* **DOCUMENT**

____

What controls the ceiling of the energy output on something like this?
Let's say they have an accidental breakthrough, and suddenly they're getting more out of this thing then they get in. What determines the limit of the maximum energy output? What determines the rate at which that energy is produced? What would something like this look like if the reaction got out of control? Would the experiment just explode, or would it start glowing red/yellow/white hot?
I don't know a lot of about fusion, but I've read Helium is a byproduct of fusion reactions. Once these things start getting run more and more, will we be able to harvest the helium generated to stave off the coming shortages?
I had a sucky sig.
The RESEARCH is expensive. The base fuel comes from seawater and costs hundreds of dollars per pound. The energy in one pound is equal to millions of pounds of coal.
Even better, most of the fuel cost is the energy needed to separate the fuel from seawater. With self-powering desalination / fusion plants, fuel cost would be pennies.
The difficulty is that conditions have to be just perfect to keep the reaction going. If anything isn't just right, the process stops and you're left with what looks and acts like a baby aspirin. That's awesome for safety, though. That's the opposite of fission, where they are trying to keep a naturally volatile reaction under control.
There are still three things missing:
1. Scientists are only counting the laser energy absorbed by the fuel. Not all of the laser energy is absorbed by the fuel.
2. Lasers are not 100% efficient. They take lot more energy than they give out.
3. The generated energy is in the form of heat. Converting it to electrical is not there.
Overall, the efficiency is still less than 1%. Far away from anything usable.
The energy in neutrons is not unrecoverable. You would probably need to use a heat engine to get the energy out, but at high temperatures that could be efficient.
The break even point is somewhat arbitrary, as any neutrons out will give you some heat. All you have to do is harness it. In practice, though, about 10X break even is thought to be necessary. To be economic you would need much more, especially since fission is so easy. Most fusion reactions will also create waste, and any reaction that creates copious neutrons will be a proliferation risk. Aneutronic fusion is very hard, and the NRC would probably crush anything else.
It's a nice technical achievement, but I can't see us using it to produce electricity.
a,e,i,o,u and sometimes w and y (at be if of up cwm by)
One of the big criticisms of the NIF is that the design is basically unsuited to capture more than a slim percentage of the energy released. It's good for weapons research because it works vaguely the same way a bomb does - rapidly compressing fuel in a burst. But it doesn't really have a mechanism for capturing that energy, unlike tokamak-based designs.
Based on the summary (still reading TFA itself), it sounds like they broke even in terms of the energy input into the fuel being less than the total amount released from the reaction. But to be a self-sustaining, practical fusion power source, it needs to extend that two directions - first, by breaking even in terms of power into the entire system being less than that released, and second by breaking even in terms of power captured, not just power generated. The former is straightforward - more efficient lasers, more efficient reactions - but, and this is from a non-engineer's perspective, I don't think the latter will be simple.

____

* **DATA SHOWN**
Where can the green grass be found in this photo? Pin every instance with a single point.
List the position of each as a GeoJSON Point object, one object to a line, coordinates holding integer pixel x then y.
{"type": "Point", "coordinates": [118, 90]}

____

* **REQUESTS**
1) Reproduce the fusion discussion word for word between "The difficulty is" and "is not there.", inclusive.
2) In the fusion discussion, what multiple of break even is thought to be necessary in practice?
The listing comes from a separate source.

* **SOLVED TASKS**
1)
The difficulty is that conditions have to be just perfect to keep the reaction going. If anything isn't just right, the process stops and you're left with what looks and acts like a baby aspirin. That's awesome for safety, though. That's the opposite of fission, where they are trying to keep a naturally volatile reaction under control.
There are still three things missing:
1. Scientists are only counting the laser energy absorbed by the fuel. Not all of the laser energy is absorbed by the fuel.
2. Lasers are not 100% efficient. They take lot more energy than they give out.
3. The generated energy is in the form of heat. Converting it to electrical is not there.

2) About 10X break even.